-------- Extract to read

REVIEW: Heir Apparent

Digital Science Fiction is a publisher of sci-fi anthologies.  Their latest volume, Heir Apparent, is an eclectic assemblage of stories that would fully have deserved its alternative considered title of Smorgasboard.  Ultimately this works to the good of the whole anthology.  Varying as it does in tone and style, it contains something for everyone.  If this is the quality of work that all of Digital Science Fiction’s anthologies contain, I look forward to sampling the other three volumes, as well as their future efforts. 

My personal favorite type of story is always the high-concept tale…the one that absolutely hinges for its effect on examining the everyday implications of some bizarre phenomenon.  Fortunately for me, this volume has several winners in that department.  The best of these, in my estimation, is “To Titan on the Daily,” which follows a private investigator tasked with tracking down a man who recently won a lottery where the winner gets one wish granted…and wished to become incredibly smart.  The story takes so many left turns from there that I would be depriving you of the pleasure of discovery by revealing any more.  Others in this category, also very good, are “Persistence of Memory” (what if soldiers could sign contracts that extend well beyond their lifetime?) and the alternatively hilarious and slightly creepy entry “Ghostbook” (what if the dead could sign on to social networks?)

Of course, there’s also something to be said for stories that simply want to drop you into the action and let you follow along.  Heir Apparent starts with one of these, “Floaters,” in which a security agent is sent on an expedition to bring back the body of an old comrade.  There’s only one problem:  the body’s identity has been forged.  “In the Arms of Lachiga” similarly deals with old comrades, but this time in a tale of intrigue and assassination that seems like something out of a Neuromancer-style universe.  My personal favorite here, though, is “Philosophy,” in which a life-or-death struggle against both some very old-fashioned aliens and a hostile environment resolves itself in an exchange that is as sharp as it is inspiring.

----------------
-------- Dataset extract

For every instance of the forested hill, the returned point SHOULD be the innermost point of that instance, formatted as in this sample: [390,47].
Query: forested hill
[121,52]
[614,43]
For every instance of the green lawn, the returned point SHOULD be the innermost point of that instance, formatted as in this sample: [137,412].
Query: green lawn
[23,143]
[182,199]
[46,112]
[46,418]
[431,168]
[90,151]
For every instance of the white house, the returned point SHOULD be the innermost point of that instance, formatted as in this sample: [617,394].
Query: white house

----------------

What is being asked =
Please answer these questions using the review above:
1. Which publisher released Heir Apparent?
2. In "To Titan on the Daily," what did the lottery winner wish for?
3. Which story opens Heir Apparent?

The answer =
1. Digital Science Fiction
2. To become incredibly smart
3. "Floaters"